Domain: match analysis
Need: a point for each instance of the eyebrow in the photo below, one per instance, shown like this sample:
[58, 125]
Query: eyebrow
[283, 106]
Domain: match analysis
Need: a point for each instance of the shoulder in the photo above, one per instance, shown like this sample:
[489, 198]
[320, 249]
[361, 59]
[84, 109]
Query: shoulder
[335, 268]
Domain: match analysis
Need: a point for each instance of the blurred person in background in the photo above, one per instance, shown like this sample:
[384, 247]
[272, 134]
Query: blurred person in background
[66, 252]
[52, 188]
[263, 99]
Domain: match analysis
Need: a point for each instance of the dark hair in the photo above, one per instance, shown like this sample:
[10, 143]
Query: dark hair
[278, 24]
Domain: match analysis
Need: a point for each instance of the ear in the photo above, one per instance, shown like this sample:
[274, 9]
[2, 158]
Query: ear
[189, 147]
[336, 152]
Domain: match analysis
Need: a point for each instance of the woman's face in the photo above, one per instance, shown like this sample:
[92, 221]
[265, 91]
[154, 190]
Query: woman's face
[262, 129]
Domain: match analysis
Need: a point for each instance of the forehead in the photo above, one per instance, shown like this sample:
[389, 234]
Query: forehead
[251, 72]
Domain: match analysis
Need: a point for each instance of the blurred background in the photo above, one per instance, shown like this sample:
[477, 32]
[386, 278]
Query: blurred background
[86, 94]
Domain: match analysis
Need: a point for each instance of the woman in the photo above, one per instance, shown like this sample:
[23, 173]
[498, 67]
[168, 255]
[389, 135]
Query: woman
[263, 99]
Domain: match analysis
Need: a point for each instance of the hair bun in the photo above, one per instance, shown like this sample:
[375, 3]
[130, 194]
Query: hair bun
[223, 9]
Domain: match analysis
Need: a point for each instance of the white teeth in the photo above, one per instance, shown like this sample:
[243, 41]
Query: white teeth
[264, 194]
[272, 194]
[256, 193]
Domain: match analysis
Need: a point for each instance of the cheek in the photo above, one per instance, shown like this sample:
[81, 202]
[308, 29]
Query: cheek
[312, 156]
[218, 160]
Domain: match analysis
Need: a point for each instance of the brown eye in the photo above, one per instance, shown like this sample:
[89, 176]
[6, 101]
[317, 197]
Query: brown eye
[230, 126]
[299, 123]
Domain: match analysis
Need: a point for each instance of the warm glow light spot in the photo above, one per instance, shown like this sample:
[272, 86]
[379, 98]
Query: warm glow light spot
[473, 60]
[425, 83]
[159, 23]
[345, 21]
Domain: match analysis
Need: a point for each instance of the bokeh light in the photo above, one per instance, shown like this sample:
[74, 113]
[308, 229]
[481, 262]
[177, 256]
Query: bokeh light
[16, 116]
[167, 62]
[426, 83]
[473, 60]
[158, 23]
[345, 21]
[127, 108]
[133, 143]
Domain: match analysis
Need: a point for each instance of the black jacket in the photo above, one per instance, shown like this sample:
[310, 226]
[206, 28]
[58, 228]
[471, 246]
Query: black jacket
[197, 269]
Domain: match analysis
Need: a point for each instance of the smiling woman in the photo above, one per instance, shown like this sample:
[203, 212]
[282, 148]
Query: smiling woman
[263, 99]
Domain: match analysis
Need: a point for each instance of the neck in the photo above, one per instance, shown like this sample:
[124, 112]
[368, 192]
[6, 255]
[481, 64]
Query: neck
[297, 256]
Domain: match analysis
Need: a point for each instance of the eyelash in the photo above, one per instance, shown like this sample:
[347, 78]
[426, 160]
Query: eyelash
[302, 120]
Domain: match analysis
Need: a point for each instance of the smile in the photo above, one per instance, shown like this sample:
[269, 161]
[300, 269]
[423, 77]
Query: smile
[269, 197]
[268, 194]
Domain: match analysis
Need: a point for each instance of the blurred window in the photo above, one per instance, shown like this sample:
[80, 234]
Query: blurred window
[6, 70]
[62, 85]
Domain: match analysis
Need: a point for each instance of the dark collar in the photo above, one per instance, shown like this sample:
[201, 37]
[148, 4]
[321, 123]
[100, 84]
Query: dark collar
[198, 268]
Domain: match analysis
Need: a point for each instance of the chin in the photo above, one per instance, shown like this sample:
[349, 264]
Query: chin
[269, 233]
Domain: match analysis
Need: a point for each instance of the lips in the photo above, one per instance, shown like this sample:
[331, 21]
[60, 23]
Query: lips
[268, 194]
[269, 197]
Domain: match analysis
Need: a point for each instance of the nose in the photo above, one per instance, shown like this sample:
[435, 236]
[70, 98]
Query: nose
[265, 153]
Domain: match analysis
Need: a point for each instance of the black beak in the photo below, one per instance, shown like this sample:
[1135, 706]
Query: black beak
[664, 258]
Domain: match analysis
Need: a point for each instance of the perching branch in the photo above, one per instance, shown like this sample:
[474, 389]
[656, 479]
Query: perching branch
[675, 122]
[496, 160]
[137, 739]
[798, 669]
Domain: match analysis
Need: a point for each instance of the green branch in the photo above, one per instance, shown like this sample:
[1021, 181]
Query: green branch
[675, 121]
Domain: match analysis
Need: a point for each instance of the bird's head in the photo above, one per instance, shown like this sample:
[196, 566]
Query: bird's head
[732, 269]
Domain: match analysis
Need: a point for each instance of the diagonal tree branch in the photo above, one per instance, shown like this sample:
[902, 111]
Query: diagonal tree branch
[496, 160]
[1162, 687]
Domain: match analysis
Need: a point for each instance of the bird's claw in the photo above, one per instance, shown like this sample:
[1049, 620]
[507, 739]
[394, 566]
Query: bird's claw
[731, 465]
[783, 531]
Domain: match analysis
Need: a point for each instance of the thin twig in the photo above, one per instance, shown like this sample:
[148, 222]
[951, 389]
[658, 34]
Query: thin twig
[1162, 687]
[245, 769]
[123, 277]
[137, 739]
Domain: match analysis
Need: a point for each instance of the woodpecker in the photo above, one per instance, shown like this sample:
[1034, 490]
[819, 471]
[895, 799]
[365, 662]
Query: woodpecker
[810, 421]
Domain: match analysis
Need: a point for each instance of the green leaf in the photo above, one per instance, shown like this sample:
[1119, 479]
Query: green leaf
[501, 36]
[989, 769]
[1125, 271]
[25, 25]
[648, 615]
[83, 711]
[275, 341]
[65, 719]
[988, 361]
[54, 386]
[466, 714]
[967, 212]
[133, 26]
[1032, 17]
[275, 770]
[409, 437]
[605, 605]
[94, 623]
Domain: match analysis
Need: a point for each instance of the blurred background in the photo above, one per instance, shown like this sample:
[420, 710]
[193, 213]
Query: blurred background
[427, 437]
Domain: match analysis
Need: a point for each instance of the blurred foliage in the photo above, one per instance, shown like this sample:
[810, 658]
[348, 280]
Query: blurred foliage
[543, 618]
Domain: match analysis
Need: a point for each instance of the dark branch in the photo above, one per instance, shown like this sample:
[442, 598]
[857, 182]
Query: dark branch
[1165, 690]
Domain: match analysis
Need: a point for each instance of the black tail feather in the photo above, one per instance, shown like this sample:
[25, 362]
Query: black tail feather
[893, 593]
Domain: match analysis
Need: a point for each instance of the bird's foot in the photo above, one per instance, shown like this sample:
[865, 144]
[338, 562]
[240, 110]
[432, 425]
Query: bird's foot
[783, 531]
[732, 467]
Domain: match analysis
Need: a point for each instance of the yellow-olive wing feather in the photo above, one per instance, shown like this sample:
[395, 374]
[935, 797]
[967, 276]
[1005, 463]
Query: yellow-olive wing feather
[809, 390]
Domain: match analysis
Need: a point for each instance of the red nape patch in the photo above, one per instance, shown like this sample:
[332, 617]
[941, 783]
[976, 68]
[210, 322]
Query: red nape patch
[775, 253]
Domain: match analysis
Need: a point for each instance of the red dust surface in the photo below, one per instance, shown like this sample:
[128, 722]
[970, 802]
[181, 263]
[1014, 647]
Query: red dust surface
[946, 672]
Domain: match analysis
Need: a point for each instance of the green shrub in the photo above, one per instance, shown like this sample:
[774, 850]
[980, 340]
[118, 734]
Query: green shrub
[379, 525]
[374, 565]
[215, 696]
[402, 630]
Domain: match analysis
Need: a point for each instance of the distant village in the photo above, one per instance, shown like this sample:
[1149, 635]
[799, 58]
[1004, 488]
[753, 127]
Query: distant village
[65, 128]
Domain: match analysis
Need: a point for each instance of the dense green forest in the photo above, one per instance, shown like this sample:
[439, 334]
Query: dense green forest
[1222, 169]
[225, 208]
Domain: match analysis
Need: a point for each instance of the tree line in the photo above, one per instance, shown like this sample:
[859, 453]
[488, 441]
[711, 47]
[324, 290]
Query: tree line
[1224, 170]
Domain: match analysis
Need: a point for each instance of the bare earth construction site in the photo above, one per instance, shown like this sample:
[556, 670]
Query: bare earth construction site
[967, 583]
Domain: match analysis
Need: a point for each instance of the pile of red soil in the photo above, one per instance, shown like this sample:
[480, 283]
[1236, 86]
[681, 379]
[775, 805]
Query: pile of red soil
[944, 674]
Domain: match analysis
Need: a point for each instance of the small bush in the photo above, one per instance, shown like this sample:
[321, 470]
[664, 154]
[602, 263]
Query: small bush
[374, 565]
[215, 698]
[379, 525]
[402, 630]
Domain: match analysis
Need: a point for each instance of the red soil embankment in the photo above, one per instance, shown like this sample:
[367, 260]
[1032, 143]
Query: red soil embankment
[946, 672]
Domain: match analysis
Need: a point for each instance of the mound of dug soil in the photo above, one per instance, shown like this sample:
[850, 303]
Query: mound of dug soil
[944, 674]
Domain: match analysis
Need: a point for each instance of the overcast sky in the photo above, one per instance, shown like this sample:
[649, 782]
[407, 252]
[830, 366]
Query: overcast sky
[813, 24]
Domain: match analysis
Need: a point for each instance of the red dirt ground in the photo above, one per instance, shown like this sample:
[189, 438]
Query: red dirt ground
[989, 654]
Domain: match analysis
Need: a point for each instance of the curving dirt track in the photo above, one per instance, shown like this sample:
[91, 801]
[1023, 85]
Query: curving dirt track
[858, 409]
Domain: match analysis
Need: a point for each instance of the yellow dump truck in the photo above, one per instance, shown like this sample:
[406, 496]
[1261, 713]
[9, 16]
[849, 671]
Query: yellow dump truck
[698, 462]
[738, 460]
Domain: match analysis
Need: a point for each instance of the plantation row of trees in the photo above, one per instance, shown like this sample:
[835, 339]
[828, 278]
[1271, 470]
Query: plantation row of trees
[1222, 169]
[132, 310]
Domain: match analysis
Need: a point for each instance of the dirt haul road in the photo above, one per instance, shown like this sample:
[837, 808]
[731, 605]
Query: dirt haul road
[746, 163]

━━━━━━━━━━

EXERCISE DETAILS :: From the rows above, pull out every line that contains the word "diagonal", treating uppercase and lowercase as different.

CORRECT OUTPUT ::
Need: a point for each instance of the diagonal tree branch in the photo above, one per instance, shown like this sample:
Query: diagonal tree branch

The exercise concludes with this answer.